**WHAT YOU ARE ASKED TO DO:** Your answer should be the records again, unchanged in wording and free of images.

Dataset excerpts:
—————
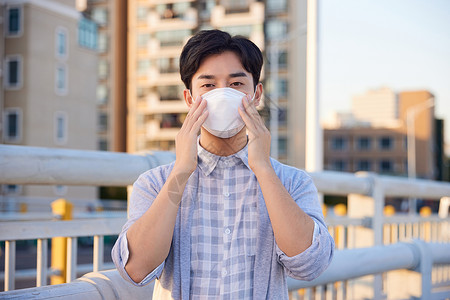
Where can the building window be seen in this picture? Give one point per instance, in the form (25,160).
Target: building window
(386,143)
(143,39)
(143,66)
(339,165)
(61,42)
(386,166)
(11,189)
(363,143)
(102,94)
(282,146)
(12,132)
(103,145)
(142,13)
(87,34)
(103,69)
(100,16)
(276,29)
(274,6)
(172,37)
(103,42)
(339,143)
(364,165)
(282,117)
(244,30)
(61,128)
(14,21)
(168,65)
(61,80)
(13,72)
—————
**SOLUTION:**
Where can the building window be seen in this picture? Give one point per instance, in the form (25,160).
Target: building window
(386,143)
(143,39)
(143,66)
(339,165)
(61,42)
(386,166)
(11,189)
(363,143)
(102,94)
(282,146)
(12,132)
(103,145)
(142,13)
(87,34)
(103,69)
(100,16)
(276,29)
(274,6)
(172,37)
(103,42)
(339,143)
(364,165)
(282,117)
(244,30)
(61,128)
(14,21)
(168,65)
(61,80)
(13,72)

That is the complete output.